Даже в новейшее время плавание между Гонконгом и Йокогамой считается одним из труднейших и опаснейших в морской практике целого Света. Парусные суда разбиваются ежегодно в большом числе о скалы и рифы вдоль южного берега Японии, и французский почтовый пароход «Нил», вышедший из Гонконга за несколько дней перед нашей «Волгой», пошел ко дну в шести часах от вожделенного конца своего плавания, разбившись о скалы близ мыса Иро. Из двухсот человек пассажиров и матросов, бывших на нём, спаслось чудом только пятеро. Крушение это, драматические подробности которого мы только что узнали в Сингапуре, произвело очень неприятное впечатление на всю нашу пароходную публику и немало способствовало угрюмому настроению, господствовавшему в нашем маленьком обществе. Впрочем, положение и само по себе было незавидное. Мы сбились с дороги, не видели солнца уже целую неделю и совершенно не знали, под какими широтами находится наш пароход.
Прибрежные скалы полуострова Идзу
Внезапно ветер подул явно свежее и как-то сверху. Где-то за нами на горизонте блеснула полоска красноватого теплого света. И в то же самое время белесоватая дымка стала сгущаться перед самим кораблём, окрашиваться бархатистым сизым цветом, и неожиданно совсем близко, спереди и чуть левее, из волнистой воздушной массы выступили причудливые образы, в которых даже наши неопытные взоры легко могли угадать угловатые, капризные очертания прибрежных скал. Нашу «Волгу» притянуло поперечными течениями почти к самой оконечности полуострова Идзу, ограждающей с запада обширный залив новоиспечённого Эдо20.

--- ЗАДАНИЕ 1 ---
Ответьте на вопросы по отрывку:
(а) Какой пароход разбился о скалы близ мыса Иро?
(б) Сколько человек спаслось с этого парохода?
(в) К оконечности какого полуострова течения притянули «Волгу»?
--- ЗАДАНИЕ 2 ---
Перепечатайте тот фрагмент записей, который начинается строкой с «stainless steel dishwasher» и заканчивается строкой с «[[623, 293], [150, 323], [483, 300], [584, 390]]», обе строки включительно.

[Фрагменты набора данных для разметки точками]
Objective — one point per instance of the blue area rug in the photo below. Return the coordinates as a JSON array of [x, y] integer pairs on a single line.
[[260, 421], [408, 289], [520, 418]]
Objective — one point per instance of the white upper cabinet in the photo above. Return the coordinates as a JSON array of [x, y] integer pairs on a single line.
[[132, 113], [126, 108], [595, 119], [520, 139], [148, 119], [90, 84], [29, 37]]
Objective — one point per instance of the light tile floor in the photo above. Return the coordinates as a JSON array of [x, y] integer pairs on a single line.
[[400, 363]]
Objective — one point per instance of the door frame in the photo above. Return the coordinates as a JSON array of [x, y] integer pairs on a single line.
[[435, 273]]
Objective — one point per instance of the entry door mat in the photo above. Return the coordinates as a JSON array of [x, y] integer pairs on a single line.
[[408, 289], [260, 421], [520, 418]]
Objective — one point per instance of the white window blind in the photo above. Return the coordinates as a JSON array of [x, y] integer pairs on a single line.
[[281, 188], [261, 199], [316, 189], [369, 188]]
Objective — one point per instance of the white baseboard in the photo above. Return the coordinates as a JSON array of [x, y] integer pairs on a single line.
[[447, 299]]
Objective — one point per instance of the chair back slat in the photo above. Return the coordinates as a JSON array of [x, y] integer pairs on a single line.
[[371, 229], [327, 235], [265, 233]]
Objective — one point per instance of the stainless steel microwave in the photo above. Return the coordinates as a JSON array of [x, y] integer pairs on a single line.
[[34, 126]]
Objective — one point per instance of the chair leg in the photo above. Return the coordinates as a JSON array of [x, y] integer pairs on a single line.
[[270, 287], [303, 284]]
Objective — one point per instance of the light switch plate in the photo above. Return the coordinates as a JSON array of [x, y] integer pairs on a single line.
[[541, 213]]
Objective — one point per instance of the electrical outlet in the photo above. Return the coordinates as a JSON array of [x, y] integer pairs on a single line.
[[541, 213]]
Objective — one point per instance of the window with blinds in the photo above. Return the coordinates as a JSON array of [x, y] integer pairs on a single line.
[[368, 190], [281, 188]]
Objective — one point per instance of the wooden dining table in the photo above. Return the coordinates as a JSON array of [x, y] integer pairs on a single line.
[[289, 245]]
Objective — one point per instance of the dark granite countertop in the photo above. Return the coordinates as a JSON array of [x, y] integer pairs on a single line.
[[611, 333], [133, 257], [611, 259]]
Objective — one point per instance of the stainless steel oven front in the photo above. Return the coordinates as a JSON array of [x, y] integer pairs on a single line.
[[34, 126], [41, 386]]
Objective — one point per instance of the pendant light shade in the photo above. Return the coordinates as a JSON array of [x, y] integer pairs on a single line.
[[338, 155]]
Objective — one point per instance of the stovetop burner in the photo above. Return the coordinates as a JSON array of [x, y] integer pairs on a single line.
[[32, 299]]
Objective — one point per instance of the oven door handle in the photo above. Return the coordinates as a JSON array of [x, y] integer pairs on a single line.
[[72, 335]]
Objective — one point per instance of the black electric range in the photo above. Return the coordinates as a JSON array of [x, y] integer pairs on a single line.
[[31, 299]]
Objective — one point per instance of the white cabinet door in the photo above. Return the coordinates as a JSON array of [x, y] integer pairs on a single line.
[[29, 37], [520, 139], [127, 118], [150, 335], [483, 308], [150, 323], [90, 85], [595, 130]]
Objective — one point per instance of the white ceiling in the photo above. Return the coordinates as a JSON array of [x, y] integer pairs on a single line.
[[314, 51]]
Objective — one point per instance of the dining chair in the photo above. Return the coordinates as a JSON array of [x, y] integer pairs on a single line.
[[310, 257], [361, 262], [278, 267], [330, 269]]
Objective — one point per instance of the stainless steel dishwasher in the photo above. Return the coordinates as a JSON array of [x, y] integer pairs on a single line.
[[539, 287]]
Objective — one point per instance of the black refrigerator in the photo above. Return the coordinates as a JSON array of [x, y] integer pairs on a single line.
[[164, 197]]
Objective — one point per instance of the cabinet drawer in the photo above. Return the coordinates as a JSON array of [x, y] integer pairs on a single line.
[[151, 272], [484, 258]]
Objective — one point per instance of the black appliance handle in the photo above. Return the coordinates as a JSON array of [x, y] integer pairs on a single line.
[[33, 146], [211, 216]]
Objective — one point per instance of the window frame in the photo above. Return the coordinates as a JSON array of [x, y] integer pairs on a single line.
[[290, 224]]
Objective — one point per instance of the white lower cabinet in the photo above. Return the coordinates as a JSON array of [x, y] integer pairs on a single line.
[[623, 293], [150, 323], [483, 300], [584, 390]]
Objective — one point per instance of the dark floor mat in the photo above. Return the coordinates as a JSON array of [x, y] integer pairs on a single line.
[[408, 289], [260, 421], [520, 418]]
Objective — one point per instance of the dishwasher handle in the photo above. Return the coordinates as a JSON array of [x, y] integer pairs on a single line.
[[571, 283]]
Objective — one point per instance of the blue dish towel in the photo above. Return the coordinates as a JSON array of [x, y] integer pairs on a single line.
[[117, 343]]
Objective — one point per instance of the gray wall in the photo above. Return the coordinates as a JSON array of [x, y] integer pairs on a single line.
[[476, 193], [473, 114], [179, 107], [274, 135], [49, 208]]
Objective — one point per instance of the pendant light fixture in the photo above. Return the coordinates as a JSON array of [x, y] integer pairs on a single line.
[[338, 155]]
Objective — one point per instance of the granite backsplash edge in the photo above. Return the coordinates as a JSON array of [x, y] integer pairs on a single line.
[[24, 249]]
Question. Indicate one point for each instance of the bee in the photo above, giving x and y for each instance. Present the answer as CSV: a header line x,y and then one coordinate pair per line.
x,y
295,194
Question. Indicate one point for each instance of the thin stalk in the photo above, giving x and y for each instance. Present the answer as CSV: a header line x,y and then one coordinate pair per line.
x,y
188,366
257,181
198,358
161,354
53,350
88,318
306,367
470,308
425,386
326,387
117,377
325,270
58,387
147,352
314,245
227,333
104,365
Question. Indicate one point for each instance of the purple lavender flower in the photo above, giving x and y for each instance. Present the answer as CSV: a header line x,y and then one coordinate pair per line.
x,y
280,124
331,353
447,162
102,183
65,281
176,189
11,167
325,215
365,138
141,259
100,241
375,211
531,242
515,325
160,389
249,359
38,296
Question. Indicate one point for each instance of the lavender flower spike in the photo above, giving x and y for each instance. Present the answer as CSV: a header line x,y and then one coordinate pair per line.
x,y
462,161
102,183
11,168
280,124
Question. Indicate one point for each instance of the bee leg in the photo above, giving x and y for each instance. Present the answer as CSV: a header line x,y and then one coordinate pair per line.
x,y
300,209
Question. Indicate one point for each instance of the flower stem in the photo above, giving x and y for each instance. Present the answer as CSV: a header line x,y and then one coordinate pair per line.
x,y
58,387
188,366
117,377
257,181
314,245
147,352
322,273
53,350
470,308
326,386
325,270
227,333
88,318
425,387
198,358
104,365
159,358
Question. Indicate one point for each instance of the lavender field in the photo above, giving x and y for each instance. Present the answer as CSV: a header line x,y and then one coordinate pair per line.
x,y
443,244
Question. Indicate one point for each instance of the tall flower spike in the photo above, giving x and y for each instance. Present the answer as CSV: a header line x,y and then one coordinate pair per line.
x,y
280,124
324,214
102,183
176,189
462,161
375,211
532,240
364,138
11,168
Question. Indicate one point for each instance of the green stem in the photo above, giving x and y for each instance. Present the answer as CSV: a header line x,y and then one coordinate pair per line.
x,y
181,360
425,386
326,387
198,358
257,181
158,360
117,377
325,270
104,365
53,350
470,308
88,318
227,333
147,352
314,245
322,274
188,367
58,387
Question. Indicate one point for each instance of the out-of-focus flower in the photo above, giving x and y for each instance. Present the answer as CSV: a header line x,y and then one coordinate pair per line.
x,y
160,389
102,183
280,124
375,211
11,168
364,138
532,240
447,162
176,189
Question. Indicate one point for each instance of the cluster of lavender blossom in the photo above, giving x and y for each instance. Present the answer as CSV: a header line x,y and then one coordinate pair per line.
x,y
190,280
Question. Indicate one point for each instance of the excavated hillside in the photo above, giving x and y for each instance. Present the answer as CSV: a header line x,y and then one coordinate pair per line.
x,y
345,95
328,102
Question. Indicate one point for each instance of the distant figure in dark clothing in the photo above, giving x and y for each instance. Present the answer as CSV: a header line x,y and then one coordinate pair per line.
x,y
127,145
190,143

--- ОТВЕТ 1 ---
(а) Французский почтовый пароход «Нил».
(б) Пятеро.
(в) Полуострова Идзу.

--- ОТВЕТ 2 ---
Objective — one point per instance of the stainless steel dishwasher in the photo above. Return the coordinates as a JSON array of [x, y] integer pairs on a single line.
[[539, 287]]
Objective — one point per instance of the black refrigerator in the photo above. Return the coordinates as a JSON array of [x, y] integer pairs on a single line.
[[164, 197]]
Objective — one point per instance of the cabinet drawer in the photo above. Return the coordinates as a JSON array of [x, y] integer pairs on a single line.
[[151, 272], [484, 258]]
Objective — one point per instance of the black appliance handle in the photo above. Return the coordinates as a JSON array of [x, y] integer pairs on a single line.
[[33, 146], [211, 216]]
Objective — one point per instance of the window frame in the photo above. Return the coordinates as a JSON array of [x, y] integer pairs on a single line.
[[290, 224]]
Objective — one point per instance of the white lower cabinet in the photo above. Return the coordinates as a JSON array of [x, y] integer pairs on a single line.
[[623, 293], [150, 323], [483, 300], [584, 390]]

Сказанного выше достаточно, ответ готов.